→ **Selected excerpt**:
►
Rhinos in Nepal boosted by world-wide support

A focused effort by many groups helps the greater one-horned rhinoceros.

After three rigorous weeks of conducting the National Rhino Census in Nepal, new data on the population of greater one-horned rhinoceros (Rhinoceros unicornis) was formally released on April 25, 2011. According to the census, there are 534 rhinos in Nepal, marking an increase of 99 rhinos from the 435 recorded in the last census in 2008; 503 were recorded in Chitwan National Park (an increase of 95 from 2008 data), 24 in Bardia National Park (an increase of 2 from 2008 data) and 7 in Shuklaphanta Wildlife Reserve (an increase of 2 from 2008 data). These numbers reflect the success of conservation efforts for this species and are a result of improved rhino protection measures and management of habitat.

Two rhinoceros in Chitwan National Park. Image Credit: Meg and Rahul

The rhino counting was conducted simultaneously in Chitwan National Park, Bardia National Park and Shuklaphanta Wildlife Reserve of Nepal’s Terai Arc Landscape, and was a combined effort of the Department of National Parks and Wildlife Conservation of the Government of Nepal, World Wildlife Fund (WWF) Nepal and the National Trust for Nature Conservation. WWF provided technical as well as financial support for the National Rhino Census.

Krishna Prasad Acharya, Director General of the Department of National Parks and Wildlife Conservation, said:

This is a fine example of working together where all conservation partners and local communities are contributing to the conservation efforts of the Government of Nepal. Support received from WWF Nepal is appreciable and we are hopeful that this support will continue in the coming years with more vigor.
◄
→ **Problems to solve**:
A - Rewrite the part of the rhino census article that opens with the words containing "A focused effort" and closes with "management of habitat.", putting "animals" in place of "rhinos".
B - Answer these questions from the rhino census article:
(i) How many rhinos did the census record in Bardia National Park?
(ii) Which organization gave technical and financial support for the census?
(iii) What position does Krishna Prasad Acharya hold?
C - Pick up the article on Nepal's rhino census after its final sentence and carry it forward.

→ **Information supplied**:
►
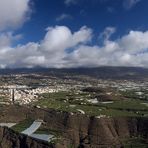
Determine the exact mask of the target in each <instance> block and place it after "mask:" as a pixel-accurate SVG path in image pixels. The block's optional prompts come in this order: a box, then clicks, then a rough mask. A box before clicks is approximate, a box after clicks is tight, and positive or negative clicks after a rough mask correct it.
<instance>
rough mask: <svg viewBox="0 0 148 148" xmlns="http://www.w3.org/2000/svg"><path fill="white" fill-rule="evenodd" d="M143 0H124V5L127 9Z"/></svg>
mask: <svg viewBox="0 0 148 148" xmlns="http://www.w3.org/2000/svg"><path fill="white" fill-rule="evenodd" d="M140 1H141V0H123V7H124V8H125V9H127V10H128V9H131V8H132V7H134V6H135V5H136V4H137V3H139V2H140Z"/></svg>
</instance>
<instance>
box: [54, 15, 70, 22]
mask: <svg viewBox="0 0 148 148" xmlns="http://www.w3.org/2000/svg"><path fill="white" fill-rule="evenodd" d="M65 19H72V16H71V15H69V14H65V13H63V14H61V15H60V16H58V17H57V18H56V21H57V22H59V21H62V20H65Z"/></svg>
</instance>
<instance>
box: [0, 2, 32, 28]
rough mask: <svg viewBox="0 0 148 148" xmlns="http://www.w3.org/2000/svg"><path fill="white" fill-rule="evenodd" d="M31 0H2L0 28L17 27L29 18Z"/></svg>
mask: <svg viewBox="0 0 148 148" xmlns="http://www.w3.org/2000/svg"><path fill="white" fill-rule="evenodd" d="M29 2H30V0H0V30H4V29H7V28H16V27H18V26H20V25H22V24H23V23H24V22H25V21H26V19H28V13H29V11H30V9H29Z"/></svg>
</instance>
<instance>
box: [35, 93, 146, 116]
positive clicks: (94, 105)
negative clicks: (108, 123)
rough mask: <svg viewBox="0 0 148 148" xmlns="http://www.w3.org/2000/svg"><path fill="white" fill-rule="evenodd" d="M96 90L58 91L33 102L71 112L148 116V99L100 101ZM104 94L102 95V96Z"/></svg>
mask: <svg viewBox="0 0 148 148" xmlns="http://www.w3.org/2000/svg"><path fill="white" fill-rule="evenodd" d="M95 96H96V93H94V92H91V93H90V92H89V93H88V92H81V91H79V92H56V93H46V94H42V95H40V99H39V101H37V102H35V103H33V105H36V106H37V107H41V108H52V109H55V110H61V111H67V112H71V113H81V114H87V115H90V116H106V117H120V116H121V117H122V116H131V117H133V116H136V117H137V116H148V101H147V100H141V99H135V98H133V99H132V98H126V99H125V98H124V99H114V98H113V99H112V100H111V98H110V99H109V100H108V101H106V100H105V101H103V100H102V99H101V101H98V100H99V99H98V98H99V94H97V97H98V98H95ZM101 96H102V95H100V97H101Z"/></svg>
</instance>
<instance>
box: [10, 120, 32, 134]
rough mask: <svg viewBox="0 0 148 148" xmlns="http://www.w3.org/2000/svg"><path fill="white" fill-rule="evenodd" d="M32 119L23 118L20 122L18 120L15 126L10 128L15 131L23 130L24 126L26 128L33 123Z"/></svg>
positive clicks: (20, 131) (21, 131) (24, 127)
mask: <svg viewBox="0 0 148 148" xmlns="http://www.w3.org/2000/svg"><path fill="white" fill-rule="evenodd" d="M33 121H34V120H33V119H30V118H28V119H25V120H23V121H21V122H19V123H18V124H16V125H15V126H13V127H12V129H13V130H14V131H17V132H22V131H24V130H25V129H26V128H28V127H29V126H30V125H31V124H32V123H33Z"/></svg>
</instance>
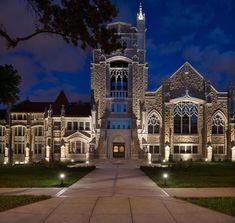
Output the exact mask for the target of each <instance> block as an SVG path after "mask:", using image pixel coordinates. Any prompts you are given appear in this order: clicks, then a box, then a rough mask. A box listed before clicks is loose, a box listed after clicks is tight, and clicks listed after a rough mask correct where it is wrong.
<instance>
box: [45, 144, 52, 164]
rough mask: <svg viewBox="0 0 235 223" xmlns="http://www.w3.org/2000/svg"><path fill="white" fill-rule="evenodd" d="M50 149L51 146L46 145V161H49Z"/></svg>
mask: <svg viewBox="0 0 235 223" xmlns="http://www.w3.org/2000/svg"><path fill="white" fill-rule="evenodd" d="M50 149H51V147H50V146H48V145H47V146H46V161H48V162H49V161H50Z"/></svg>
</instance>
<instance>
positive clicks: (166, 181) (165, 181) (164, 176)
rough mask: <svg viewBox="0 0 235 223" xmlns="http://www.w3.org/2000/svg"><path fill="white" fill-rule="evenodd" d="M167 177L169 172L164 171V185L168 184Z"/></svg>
mask: <svg viewBox="0 0 235 223" xmlns="http://www.w3.org/2000/svg"><path fill="white" fill-rule="evenodd" d="M167 178H168V174H167V173H164V174H163V179H164V185H165V186H166V182H167Z"/></svg>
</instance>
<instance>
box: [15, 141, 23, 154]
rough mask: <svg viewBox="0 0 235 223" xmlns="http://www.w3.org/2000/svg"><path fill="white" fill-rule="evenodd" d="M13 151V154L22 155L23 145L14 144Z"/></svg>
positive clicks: (22, 151)
mask: <svg viewBox="0 0 235 223" xmlns="http://www.w3.org/2000/svg"><path fill="white" fill-rule="evenodd" d="M14 149H15V154H24V143H16V144H15V145H14Z"/></svg>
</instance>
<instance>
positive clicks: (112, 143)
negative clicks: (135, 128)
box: [112, 136, 126, 159]
mask: <svg viewBox="0 0 235 223" xmlns="http://www.w3.org/2000/svg"><path fill="white" fill-rule="evenodd" d="M125 147H126V145H125V140H124V139H123V137H121V136H117V137H115V138H114V140H113V142H112V153H113V154H112V155H113V158H123V159H124V158H125V152H126V151H125V150H126V148H125Z"/></svg>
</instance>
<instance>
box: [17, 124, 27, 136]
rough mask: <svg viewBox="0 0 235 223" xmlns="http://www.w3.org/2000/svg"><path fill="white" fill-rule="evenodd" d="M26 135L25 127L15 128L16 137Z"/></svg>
mask: <svg viewBox="0 0 235 223" xmlns="http://www.w3.org/2000/svg"><path fill="white" fill-rule="evenodd" d="M24 135H25V127H24V126H17V127H15V136H24Z"/></svg>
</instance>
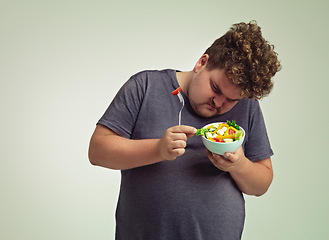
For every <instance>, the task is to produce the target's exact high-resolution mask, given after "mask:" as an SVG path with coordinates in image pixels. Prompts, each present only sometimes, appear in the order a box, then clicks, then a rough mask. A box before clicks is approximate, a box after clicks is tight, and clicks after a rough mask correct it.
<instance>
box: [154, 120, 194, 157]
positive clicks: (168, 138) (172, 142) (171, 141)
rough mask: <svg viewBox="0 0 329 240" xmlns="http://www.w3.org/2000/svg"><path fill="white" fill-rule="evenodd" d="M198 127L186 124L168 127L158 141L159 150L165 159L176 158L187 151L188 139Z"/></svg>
mask: <svg viewBox="0 0 329 240" xmlns="http://www.w3.org/2000/svg"><path fill="white" fill-rule="evenodd" d="M196 131H197V130H196V128H194V127H191V126H186V125H179V126H174V127H171V128H168V129H167V130H166V131H165V133H164V134H163V136H162V138H161V139H160V140H159V141H158V150H159V153H160V156H161V158H162V159H164V160H175V159H176V158H177V157H178V156H180V155H183V154H184V153H185V147H186V141H187V139H188V138H189V137H193V136H194V135H195V133H196Z"/></svg>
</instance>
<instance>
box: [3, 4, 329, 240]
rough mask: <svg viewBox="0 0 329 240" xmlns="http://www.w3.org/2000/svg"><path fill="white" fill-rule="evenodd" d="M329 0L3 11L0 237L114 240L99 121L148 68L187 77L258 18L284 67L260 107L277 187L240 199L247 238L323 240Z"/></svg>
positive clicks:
◄
→ **Outputs in order**:
A -
A focused effort by many groups helps the greater one-horned rhinoceros.

After three rigorous weeks of conducting the National Rhino Census in Nepal, new data on the population of greater one-horned rhinoceros (Rhinoceros unicornis) was formally released on April 25, 2011. According to the census, there are 534 animals in Nepal, marking an increase of 99 animals from the 435 recorded in the last census in 2008; 503 were recorded in Chitwan National Park (an increase of 95 from 2008 data), 24 in Bardia National Park (an increase of 2 from 2008 data) and 7 in Shuklaphanta Wildlife Reserve (an increase of 2 from 2008 data). These numbers reflect the success of conservation efforts for this species and are a result of improved rhino protection measures and management of habitat.

B -
(i) 24
(ii) World Wildlife Fund (WWF)
(iii) Director General of the Department of National Parks and Wildlife Conservation

C -
Anil Manandhar, Country Representative of WWF Nepal, added:

The positive result of the national rhino census 2011 is an indication of the successful conservation efforts of the Government of Nepal in partnership with conservation partners…Even though the current census shows the rise in rhino number, we cannot be complacent, and therefore continuous effort from all sectors is essential to protect endangered species like rhino and their habitat.

Image Credit: Krish Dulal

Dr. Ghana S Gurung, Conservation Program Director, WWF Nepal, acknowledged support from WWF in other countries — the US, UK, Finland, Netherlands, WW International — and the US Fish and Wildlife Service, National Trust for Nature Conservation, local communities, and those in the private sector. He now looks toward building a thriving rhino population in the Terai Arc Landscape.

Summary: Support from the World Wildlife Fund (WWF) and other groups has resulted in an increase in number of the greater one-horned rhinoceros in Nepal. The census was released on April 25, 2011 and reflects surveys of Chitwan National Park, Bardia National Park, and Shuklaphanta Wildlife Reserve.